• _Consigne 1_
Recopiez intégralement le texte sur Eddy de Pretto, sans rien y changer.

• _Texte de la page_
━━━━━━━━

Oui mais voilà, avant que le morceau ne soit connu de tou·tes et largement applaudi, c'est la craine de son accueil et d'un hypothétique harcèlement, qu'éprouvait l'inteprète-compositeur. Devant la caméra de Julie Delettre et Caroline Halazy, réalisatrices du numéro Le doc Stupéfiant intitulé L'homo invisible, diffusé sur France 5 lundi 28 mars, il confie l'appréhension ressentie en amont de la sortie du single, en 2018.

"Quand tu grandis et que tu te dis : 'Mais en fait, personne ne parle de mon histoire, personne ne parle de ce que je suis, de comment je suis représenté aujourd'hui...' Et bah tu te dis qu'il faut absolument le faire'", explique Eddy de Pretto. Une certitude qui ne l'a pas empêché de faire "des cauchemars" quelques jours avant. "Je m'imaginais être insulté dans tous les sens parce que j'avais sorti un truc sur la dévirilisation des hommes", sur "l'homosexualité et tout ce que ça peut potentiellement représenter". Et d'ajouter : "j'ai eu peur de recevoir des cailloux".

━━━━━━━━

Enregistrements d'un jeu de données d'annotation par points
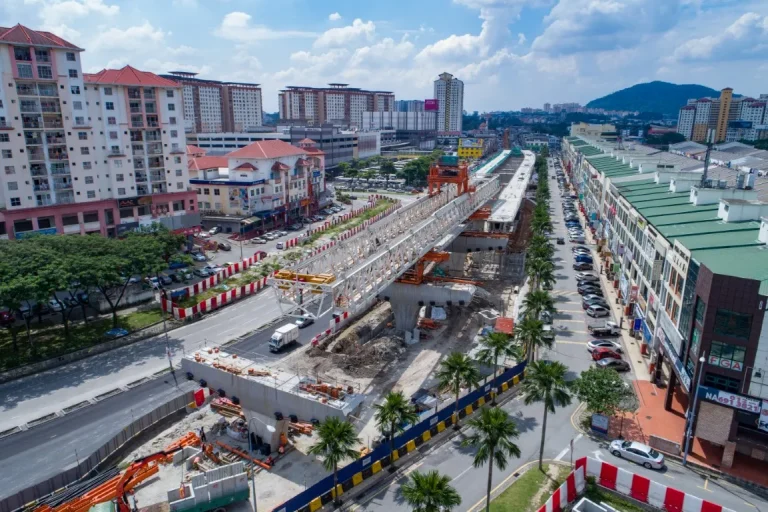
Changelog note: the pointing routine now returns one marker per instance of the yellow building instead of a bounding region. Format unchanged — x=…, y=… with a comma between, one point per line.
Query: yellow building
x=470, y=148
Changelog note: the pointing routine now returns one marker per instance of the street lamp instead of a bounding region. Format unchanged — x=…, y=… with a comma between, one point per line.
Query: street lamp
x=270, y=429
x=691, y=416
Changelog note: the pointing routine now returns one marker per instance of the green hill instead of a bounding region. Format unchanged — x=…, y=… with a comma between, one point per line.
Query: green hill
x=662, y=97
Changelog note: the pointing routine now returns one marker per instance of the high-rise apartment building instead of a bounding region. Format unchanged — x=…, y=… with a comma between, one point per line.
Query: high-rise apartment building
x=336, y=104
x=409, y=106
x=449, y=92
x=211, y=106
x=732, y=119
x=86, y=153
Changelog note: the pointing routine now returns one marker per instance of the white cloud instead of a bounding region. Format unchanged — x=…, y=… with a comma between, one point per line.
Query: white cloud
x=594, y=25
x=745, y=38
x=341, y=36
x=142, y=36
x=236, y=26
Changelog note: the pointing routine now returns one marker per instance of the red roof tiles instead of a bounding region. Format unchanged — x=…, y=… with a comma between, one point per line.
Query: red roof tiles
x=267, y=149
x=26, y=36
x=128, y=76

━━━━━━━━

• _Consigne 2_
Extrayez de la liste, sans les modifier, les lignes allant de celle qui contient « of the high-rise » jusqu'à la fin de la liste, les deux bornes comprises.

• _Réponse rédigée 1_
Oui mais voilà, avant que le morceau ne soit connu de tou·tes et largement applaudi, c'est la craine de son accueil et d'un hypothétique harcèlement, qu'éprouvait l'inteprète-compositeur. Devant la caméra de Julie Delettre et Caroline Halazy, réalisatrices du numéro Le doc Stupéfiant intitulé L'homo invisible, diffusé sur France 5 lundi 28 mars, il confie l'appréhension ressentie en amont de la sortie du single, en 2018.

"Quand tu grandis et que tu te dis : 'Mais en fait, personne ne parle de mon histoire, personne ne parle de ce que je suis, de comment je suis représenté aujourd'hui...' Et bah tu te dis qu'il faut absolument le faire'", explique Eddy de Pretto. Une certitude qui ne l'a pas empêché de faire "des cauchemars" quelques jours avant. "Je m'imaginais être insulté dans tous les sens parce que j'avais sorti un truc sur la dévirilisation des hommes", sur "l'homosexualité et tout ce que ça peut potentiellement représenter". Et d'ajouter : "j'ai eu peur de recevoir des cailloux".

• _Réponse rédigée 2_
Changelog note: the pointing routine now returns one marker per instance of the high-rise apartment building instead of a bounding region. Format unchanged — x=…, y=… with a comma between, one point per line.
Query: high-rise apartment building
x=336, y=104
x=409, y=106
x=449, y=92
x=211, y=106
x=732, y=119
x=86, y=153
Changelog note: the pointing routine now returns one marker per instance of the white cloud instead of a bounding region. Format unchanged — x=…, y=… with a comma between, one point per line.
Query: white cloud
x=594, y=25
x=745, y=38
x=341, y=36
x=142, y=36
x=236, y=26
Changelog note: the pointing routine now returns one marker per instance of the red roof tiles instead of a bounding region. Format unchanged — x=…, y=… with a comma between, one point per line.
Query: red roof tiles
x=267, y=149
x=26, y=36
x=128, y=76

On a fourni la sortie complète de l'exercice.